#### [What the exercise asks]
In one to three sentences, explain why the passage on photocatalytic hydrogen evolution says researchers have explored Pt alloys with transition metals.

#### [Document text]
Photocatalytic and photoelectrochemical hydrogen evolution from water using semiconductor-based materials has attracted considerable attention since Fujishima’s discovery of photoelectrocatalytic H2 evolution over TiO2 in 1972 [1,2,3,4,5,6,7]. In recent years, cubic silicon carbide (3C-SiC) has been widely investigated as a promising environment-friendly semiconductor photocatalyst for hydrogen evolution from water because of its high chemical stability, strong thermostability, and appropriate band gap (2.4 eV for cubic SiC) [8,9,10,11,12,13]. However, 3C-SiC suffers from a similar problem as other semiconductors, that is, rapid recombination of photogenerated electron-hole pairs as well as low surface activation ability [14,15]. To overcome the limitations, various metals have been adopted as co-catalysts supported on the surface of the semiconductor, serving as highly active sites for water decomposition for the improvement of the charge separation of semiconductor [16,17].
Among the metals, low-cost non-noble metal co-catalysts including metal sulfides [18], transition metals [19], and transition metal-based complexes [20] have been investigated as alternative co-catalysts for water splitting besides noble metals [21]. Although some progress has been made in recent years, the non-noble metal co-catalysts still exhibit lower catalytic properties or require special catalytic environments than noble metals. Therefore, the noble metals, especially Pt, still play an irreplaceable role in the photocatalytic hydrogen evolution reaction, mainly because they can increase the charge separation and transfer, as well as decrease activation energy [22,23]. However, the prohibitive cost and scarcity of Pt greatly impedes its practical application. Toward this end, Pt alloys with different transition metals (cobalt, nickel, and iron) have been extensively explored. Compared with pure Pt, Pt-based alloys imply an opportunity to reduce material costs and meanwhile maintain higher photocatalytic activity [24]. Among the Pt-based alloys, platinum-cobalt (Nanowires) alloy is especially popular because of its small size, excellent self-stability, and high catalytic activity [25,26,27].

#### [Given information]

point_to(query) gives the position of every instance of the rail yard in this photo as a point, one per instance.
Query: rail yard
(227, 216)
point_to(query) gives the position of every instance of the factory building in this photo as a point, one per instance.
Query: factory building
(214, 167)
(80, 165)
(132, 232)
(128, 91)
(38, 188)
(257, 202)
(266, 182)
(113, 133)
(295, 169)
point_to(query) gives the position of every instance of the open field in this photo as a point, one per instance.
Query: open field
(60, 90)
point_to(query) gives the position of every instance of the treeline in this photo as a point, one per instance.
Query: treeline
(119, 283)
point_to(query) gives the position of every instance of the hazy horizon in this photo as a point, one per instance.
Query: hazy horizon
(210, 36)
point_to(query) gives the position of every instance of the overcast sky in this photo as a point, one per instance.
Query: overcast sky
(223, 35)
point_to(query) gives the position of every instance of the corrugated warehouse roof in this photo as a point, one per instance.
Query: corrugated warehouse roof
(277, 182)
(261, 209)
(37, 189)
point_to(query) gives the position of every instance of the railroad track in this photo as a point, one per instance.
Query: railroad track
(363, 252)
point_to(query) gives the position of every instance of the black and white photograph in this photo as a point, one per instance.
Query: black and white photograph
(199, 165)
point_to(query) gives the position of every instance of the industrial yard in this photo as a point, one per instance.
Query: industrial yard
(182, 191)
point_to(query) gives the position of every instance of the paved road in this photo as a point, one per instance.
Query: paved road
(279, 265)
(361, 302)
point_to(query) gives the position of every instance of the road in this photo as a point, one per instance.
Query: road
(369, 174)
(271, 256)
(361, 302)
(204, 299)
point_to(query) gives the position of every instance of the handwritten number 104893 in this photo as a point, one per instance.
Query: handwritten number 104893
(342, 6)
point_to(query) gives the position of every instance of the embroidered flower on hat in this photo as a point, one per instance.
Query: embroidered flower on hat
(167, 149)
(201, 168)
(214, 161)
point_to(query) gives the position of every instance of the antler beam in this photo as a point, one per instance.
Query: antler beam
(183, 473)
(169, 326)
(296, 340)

#### [Output of the exercise]
Pt's prohibitive cost and scarcity greatly impede its practical application. Compared with pure Pt, alloys with transition metals such as cobalt, nickel, and iron offer a way to reduce material costs while maintaining higher photocatalytic activity.